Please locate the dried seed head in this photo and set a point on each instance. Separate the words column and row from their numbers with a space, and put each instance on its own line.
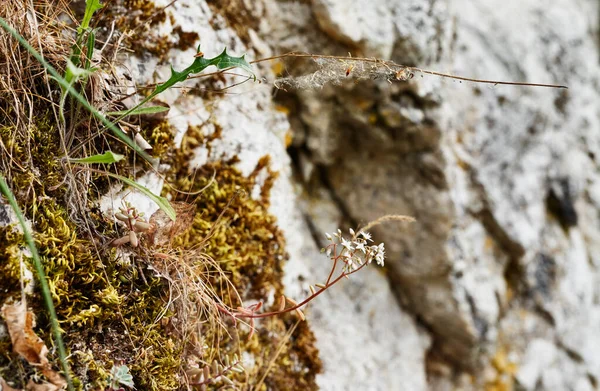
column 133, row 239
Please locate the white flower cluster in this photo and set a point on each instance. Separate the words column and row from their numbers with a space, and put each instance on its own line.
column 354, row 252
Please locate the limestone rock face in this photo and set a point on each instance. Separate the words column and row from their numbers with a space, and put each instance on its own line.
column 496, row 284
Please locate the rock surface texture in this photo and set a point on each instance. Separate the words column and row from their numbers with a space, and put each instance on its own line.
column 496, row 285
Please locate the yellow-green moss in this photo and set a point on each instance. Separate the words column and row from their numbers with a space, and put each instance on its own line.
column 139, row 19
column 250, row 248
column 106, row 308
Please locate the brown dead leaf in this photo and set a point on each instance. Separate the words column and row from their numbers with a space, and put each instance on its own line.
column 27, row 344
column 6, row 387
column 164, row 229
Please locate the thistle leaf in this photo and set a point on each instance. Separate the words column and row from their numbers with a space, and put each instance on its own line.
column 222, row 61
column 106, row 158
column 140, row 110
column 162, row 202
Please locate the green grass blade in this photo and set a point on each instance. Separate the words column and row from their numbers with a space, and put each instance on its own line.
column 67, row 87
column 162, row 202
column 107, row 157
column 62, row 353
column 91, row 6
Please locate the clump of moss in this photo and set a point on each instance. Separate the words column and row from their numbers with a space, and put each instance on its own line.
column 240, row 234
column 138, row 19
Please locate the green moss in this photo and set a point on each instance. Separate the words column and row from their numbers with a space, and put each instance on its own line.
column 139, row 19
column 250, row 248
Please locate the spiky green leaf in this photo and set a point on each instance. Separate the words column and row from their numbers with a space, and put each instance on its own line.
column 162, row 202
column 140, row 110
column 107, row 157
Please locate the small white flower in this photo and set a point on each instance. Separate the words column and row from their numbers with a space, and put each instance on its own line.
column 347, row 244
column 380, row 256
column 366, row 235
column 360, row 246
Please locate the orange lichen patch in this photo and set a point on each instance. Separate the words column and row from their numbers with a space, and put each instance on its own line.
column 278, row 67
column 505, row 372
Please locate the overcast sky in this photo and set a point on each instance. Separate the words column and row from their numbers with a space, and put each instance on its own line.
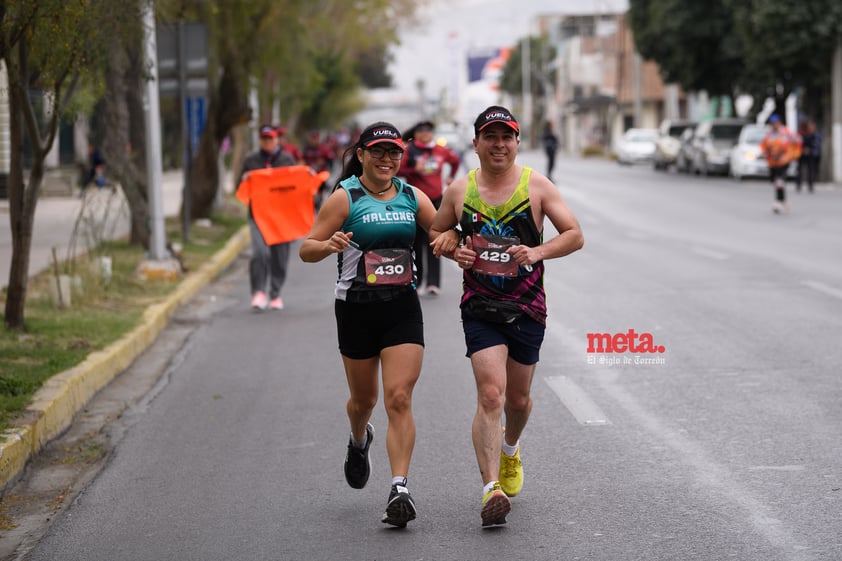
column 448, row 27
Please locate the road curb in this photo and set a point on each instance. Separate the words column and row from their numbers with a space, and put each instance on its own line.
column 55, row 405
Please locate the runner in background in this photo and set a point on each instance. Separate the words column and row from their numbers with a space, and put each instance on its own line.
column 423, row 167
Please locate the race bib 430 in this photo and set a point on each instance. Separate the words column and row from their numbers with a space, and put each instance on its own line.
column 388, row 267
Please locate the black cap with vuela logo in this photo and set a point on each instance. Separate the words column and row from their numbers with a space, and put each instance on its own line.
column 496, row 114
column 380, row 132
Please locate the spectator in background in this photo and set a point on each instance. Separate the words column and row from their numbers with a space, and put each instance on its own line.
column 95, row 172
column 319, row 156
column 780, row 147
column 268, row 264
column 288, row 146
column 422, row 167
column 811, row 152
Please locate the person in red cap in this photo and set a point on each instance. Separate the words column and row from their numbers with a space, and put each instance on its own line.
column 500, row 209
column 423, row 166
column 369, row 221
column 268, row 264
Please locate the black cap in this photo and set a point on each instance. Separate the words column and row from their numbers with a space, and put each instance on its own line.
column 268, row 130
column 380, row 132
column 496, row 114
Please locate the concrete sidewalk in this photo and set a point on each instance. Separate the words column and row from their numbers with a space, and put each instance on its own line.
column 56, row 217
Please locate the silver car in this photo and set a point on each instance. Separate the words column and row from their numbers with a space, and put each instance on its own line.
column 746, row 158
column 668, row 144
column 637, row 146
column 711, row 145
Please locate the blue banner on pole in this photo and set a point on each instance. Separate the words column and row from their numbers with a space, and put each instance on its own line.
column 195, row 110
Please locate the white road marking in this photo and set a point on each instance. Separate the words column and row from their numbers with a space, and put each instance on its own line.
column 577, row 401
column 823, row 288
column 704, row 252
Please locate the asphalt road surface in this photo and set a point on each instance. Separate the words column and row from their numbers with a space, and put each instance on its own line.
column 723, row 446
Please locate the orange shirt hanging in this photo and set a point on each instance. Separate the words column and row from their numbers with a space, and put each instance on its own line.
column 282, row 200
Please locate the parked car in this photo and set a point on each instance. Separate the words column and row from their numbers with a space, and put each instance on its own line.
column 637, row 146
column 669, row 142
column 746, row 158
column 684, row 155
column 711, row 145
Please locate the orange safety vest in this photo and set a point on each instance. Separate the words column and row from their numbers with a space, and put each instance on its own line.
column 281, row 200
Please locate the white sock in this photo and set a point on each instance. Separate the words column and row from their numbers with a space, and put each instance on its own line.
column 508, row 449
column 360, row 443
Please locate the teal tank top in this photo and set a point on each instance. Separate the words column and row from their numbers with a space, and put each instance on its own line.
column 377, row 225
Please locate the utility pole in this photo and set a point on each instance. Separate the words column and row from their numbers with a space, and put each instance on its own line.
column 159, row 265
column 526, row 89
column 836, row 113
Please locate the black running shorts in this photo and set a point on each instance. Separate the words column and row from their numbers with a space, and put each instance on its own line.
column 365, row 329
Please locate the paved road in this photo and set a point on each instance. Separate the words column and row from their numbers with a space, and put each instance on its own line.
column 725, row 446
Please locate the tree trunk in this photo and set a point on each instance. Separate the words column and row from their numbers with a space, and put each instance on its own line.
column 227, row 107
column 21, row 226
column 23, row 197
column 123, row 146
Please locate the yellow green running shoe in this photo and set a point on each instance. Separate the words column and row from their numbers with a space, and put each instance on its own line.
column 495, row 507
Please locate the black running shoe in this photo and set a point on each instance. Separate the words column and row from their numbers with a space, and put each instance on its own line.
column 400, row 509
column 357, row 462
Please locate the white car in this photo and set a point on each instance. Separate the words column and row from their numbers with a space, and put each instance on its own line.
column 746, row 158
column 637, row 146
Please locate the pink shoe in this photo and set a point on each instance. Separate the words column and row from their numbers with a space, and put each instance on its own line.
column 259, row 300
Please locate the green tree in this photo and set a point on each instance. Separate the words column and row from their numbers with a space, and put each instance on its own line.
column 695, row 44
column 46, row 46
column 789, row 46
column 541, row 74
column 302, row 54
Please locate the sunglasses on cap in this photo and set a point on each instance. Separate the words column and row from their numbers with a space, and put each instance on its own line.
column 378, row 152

=== DIRECTIONS ===
Enter every line of the records above into a Markdown table with two columns, Row for the row number and Record Line for the line itself. Omit blank lines and pictures.

=== RESPONSE TO THE TASK ===
| Row | Record Line |
|---|---|
| 1 | Please locate the dried seed head in this photo and set a point on each instance. Separate the words column and row from their numbers with a space, and put each instance on its own line. |
| 2 | column 133, row 239 |
| 3 | Please locate the white flower cluster in this photo and set a point on each instance. Separate the words column and row from their numbers with a space, and put each instance on its own line. |
| 4 | column 354, row 252 |
| 5 | Please locate the limestone rock face in this photo and set a point on each instance. Separate the words column and row from their numbers with a space, and put each instance on its own line. |
| 6 | column 496, row 284 |
| 7 | Please locate the rock surface texture in this photo and set a point on each instance. Separate the words column and row from their numbers with a space, and put each instance on its own line. |
| 8 | column 496, row 285 |
| 9 | Please locate the yellow-green moss in this photo and set a point on each instance. Separate the words column and row from their numbers with a space, and put each instance on its own line. |
| 10 | column 139, row 19 |
| 11 | column 250, row 248 |
| 12 | column 106, row 308 |
| 13 | Please locate the brown dead leaf in this photo and set a point on each instance. Separate the words column and row from their numbers with a space, and put each instance on its own line. |
| 14 | column 27, row 344 |
| 15 | column 6, row 387 |
| 16 | column 164, row 229 |
| 17 | Please locate the thistle leaf in this photo and set a point on each instance. Separate the words column and row from their numbers with a space, and put each instance on its own line. |
| 18 | column 222, row 61 |
| 19 | column 106, row 158 |
| 20 | column 140, row 110 |
| 21 | column 162, row 202 |
| 22 | Please locate the green grass blade in this photo and set a point on each instance. Separate the words column and row from their numbers with a space, and put each instance on its own line. |
| 23 | column 67, row 87 |
| 24 | column 162, row 202 |
| 25 | column 107, row 157 |
| 26 | column 62, row 353 |
| 27 | column 91, row 6 |
| 28 | Please locate the clump of moss in this photo and set a point on each instance. Separate the words column and row from their numbers with a space, and put each instance on its own line. |
| 29 | column 240, row 234 |
| 30 | column 138, row 19 |
| 31 | Please locate the green moss in this photo and set a point on each instance. Separate the words column and row from their numbers with a space, and put each instance on its own line. |
| 32 | column 139, row 19 |
| 33 | column 250, row 248 |
| 34 | Please locate the spiky green leaf in this photo and set a point on each instance. Separate the words column and row from their numbers with a space, and put each instance on its own line. |
| 35 | column 162, row 202 |
| 36 | column 140, row 110 |
| 37 | column 107, row 157 |
| 38 | Please locate the small white flower in this photo and set a point on each instance. Separate the words column and row from their numbers with a space, and put each instance on its own line. |
| 39 | column 347, row 244 |
| 40 | column 380, row 256 |
| 41 | column 366, row 235 |
| 42 | column 360, row 246 |
| 43 | Please locate the orange lichen patch in this photo and set a point on each instance. Separate the words column and row from their numbers with a space, and put each instance on its own line. |
| 44 | column 278, row 67 |
| 45 | column 505, row 372 |
| 46 | Please locate the overcast sky in this photo and set a point on each instance. Separate the words column and row from their numbers with a space, and put each instance on its own line. |
| 47 | column 448, row 27 |
| 48 | Please locate the road curb in this photo and set a point on each instance. Separate the words column and row from their numbers with a space, and put each instance on its own line. |
| 49 | column 55, row 405 |
| 50 | Please locate the runner in background in this photo and set a point on each instance. Separate the words column and row from their numbers with a space, and put each instance on its own line. |
| 51 | column 423, row 167 |
| 52 | Please locate the race bib 430 in this photo and set a point on each instance. Separate the words column and row from their numbers with a space, and put each instance on its own line. |
| 53 | column 388, row 267 |
| 54 | Please locate the black cap with vuela logo in this photo and set a point on each instance. Separate the words column and row from their numbers with a space, and put each instance on its own line. |
| 55 | column 496, row 114 |
| 56 | column 380, row 132 |
| 57 | Please locate the spectator in background in this photo and set a point on each instance. Separate the words column and row from their numbers with a space, and put each instance on its own line. |
| 58 | column 95, row 172 |
| 59 | column 319, row 156 |
| 60 | column 780, row 147 |
| 61 | column 268, row 264 |
| 62 | column 288, row 146 |
| 63 | column 422, row 167 |
| 64 | column 811, row 152 |
| 65 | Please locate the person in red cap in this photo and set a point on each instance. Separate the words column and row from their numbers with a space, and put each instance on its own line. |
| 66 | column 500, row 209 |
| 67 | column 423, row 166 |
| 68 | column 369, row 221 |
| 69 | column 268, row 264 |
| 70 | Please locate the black cap in this photo and set a point on each instance. Separate the words column and row from their numbers with a space, and put each instance on its own line. |
| 71 | column 268, row 130 |
| 72 | column 380, row 132 |
| 73 | column 496, row 114 |
| 74 | Please locate the concrete sidewalk in this photo and set a point on each instance. Separate the words column and row from their numbers with a space, and put each instance on its own line. |
| 75 | column 56, row 217 |
| 76 | Please locate the silver car in this photo and set a point on each instance. Separate the words column and row from their numbers with a space, and put each instance on its own line. |
| 77 | column 746, row 158 |
| 78 | column 668, row 144 |
| 79 | column 637, row 146 |
| 80 | column 711, row 145 |
| 81 | Please locate the blue banner on pole in this photo and set a point on each instance. Separate the words column and row from their numbers with a space, and put each instance on its own line. |
| 82 | column 195, row 110 |
| 83 | Please locate the white road marking in this photo and set a point on each instance. Separate the words column and row from their numbers with a space, and put each instance on its own line. |
| 84 | column 577, row 401 |
| 85 | column 823, row 288 |
| 86 | column 704, row 252 |
| 87 | Please locate the asphalt road surface in this photo and set a point on each instance. Separate the words column and row from their numbers with a space, and put each instance on its own line. |
| 88 | column 723, row 446 |
| 89 | Please locate the orange shirt hanging in this photo and set a point on each instance. Separate the words column and row from their numbers with a space, and put each instance on its own line. |
| 90 | column 282, row 200 |
| 91 | Please locate the parked car in this photo and set a point on each instance. Separate the words column and row from their numbers with a space, and put each instance on its own line. |
| 92 | column 637, row 146 |
| 93 | column 669, row 142 |
| 94 | column 746, row 158 |
| 95 | column 684, row 155 |
| 96 | column 711, row 145 |
| 97 | Please locate the orange safety vest in this photo and set a point on each instance. Separate the words column and row from their numbers with a space, and put each instance on its own line. |
| 98 | column 281, row 200 |
| 99 | Please locate the white sock in this photo and set a point on each instance. Separate the words column and row from their numbers with a space, and put each instance on its own line. |
| 100 | column 508, row 449 |
| 101 | column 360, row 443 |
| 102 | Please locate the teal tank top in this photo and set a point on each instance. Separate the words column and row from their numbers with a space, and put each instance on its own line. |
| 103 | column 377, row 225 |
| 104 | Please locate the utility pole in this photo and set a point on each instance. Separate the words column and row from their numbers with a space, and put each instance on its own line. |
| 105 | column 159, row 265 |
| 106 | column 526, row 89 |
| 107 | column 836, row 113 |
| 108 | Please locate the black running shorts in this photo and set a point on each instance. Separate the words column and row from their numbers with a space, and put each instance on its own line. |
| 109 | column 365, row 329 |
| 110 | Please locate the paved road in this photo and set a point on each instance. Separate the words column and row from their numbers with a space, and put each instance on its own line. |
| 111 | column 725, row 446 |
| 112 | Please locate the tree trunk in this photo and set a point on each instance. Separate the words column and row from their numbers with a space, and put each instance on its own line. |
| 113 | column 227, row 107 |
| 114 | column 21, row 226 |
| 115 | column 23, row 197 |
| 116 | column 123, row 146 |
| 117 | Please locate the yellow green running shoe in this photo and set a point on each instance. Separate the words column and row from their numbers with a space, and put each instance on its own line. |
| 118 | column 495, row 507 |
| 119 | Please locate the black running shoe in this photo and set a point on each instance. Separate the words column and row from their numbers with a space, and put each instance on its own line. |
| 120 | column 400, row 509 |
| 121 | column 357, row 462 |
| 122 | Please locate the white car in this photo and set a point on each instance. Separate the words column and row from their numbers with a space, and put each instance on its own line. |
| 123 | column 746, row 158 |
| 124 | column 637, row 146 |
| 125 | Please locate the pink shoe in this photo and set a point on each instance. Separate the words column and row from their numbers with a space, and put each instance on its own line. |
| 126 | column 259, row 300 |
| 127 | Please locate the green tree in this photo and set a point on each instance. Separate the words column and row from their numbers with a space, and put each instance on its own line. |
| 128 | column 695, row 44 |
| 129 | column 46, row 46 |
| 130 | column 789, row 46 |
| 131 | column 541, row 74 |
| 132 | column 302, row 54 |
| 133 | Please locate the sunglasses on cap in this photo and set a point on each instance. Separate the words column and row from their numbers with a space, and put each instance on its own line. |
| 134 | column 378, row 152 |